Exercise aim -
Answer these questions from the coin text below.
(a) What metal is the one odd coin made of?
(b) On average, how many tries does the classical computer method take?
(c) In the quantum computer method, what goes into the bag together with the coins?

Suppose you have a large collection of N numbered copper coins. However, one of them is nickel but looks exactly the same as the rest. How do you find out which number the nickel coin has?

Classical computer: Try each of them in turn to see if it is magnetic, this takes on average N/2 tries.

Quantum computer: Put them all in a bag together with a magnet on a string, shake a bit and pull out the magnet plus the nickel coin. If it doesn't work the first time try again. This takes only one or a few tries. The magnet interacts with all the coins at once.

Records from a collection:

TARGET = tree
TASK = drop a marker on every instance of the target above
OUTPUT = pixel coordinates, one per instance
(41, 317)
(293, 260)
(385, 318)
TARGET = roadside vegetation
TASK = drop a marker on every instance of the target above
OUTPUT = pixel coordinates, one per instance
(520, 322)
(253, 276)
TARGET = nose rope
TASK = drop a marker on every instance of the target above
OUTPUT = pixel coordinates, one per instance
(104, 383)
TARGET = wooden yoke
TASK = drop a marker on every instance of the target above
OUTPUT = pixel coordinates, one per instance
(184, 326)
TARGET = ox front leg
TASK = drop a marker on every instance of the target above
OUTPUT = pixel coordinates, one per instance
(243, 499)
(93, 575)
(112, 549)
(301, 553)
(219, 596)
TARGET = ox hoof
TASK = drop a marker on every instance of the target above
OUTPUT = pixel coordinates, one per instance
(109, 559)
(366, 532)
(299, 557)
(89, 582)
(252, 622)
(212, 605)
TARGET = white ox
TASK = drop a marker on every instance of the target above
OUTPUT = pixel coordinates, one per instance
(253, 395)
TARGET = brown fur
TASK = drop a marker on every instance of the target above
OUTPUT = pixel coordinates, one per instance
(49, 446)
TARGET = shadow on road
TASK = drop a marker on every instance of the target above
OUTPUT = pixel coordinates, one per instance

Correct output -
(a) Nickel
(b) N/2
(c) A magnet on a string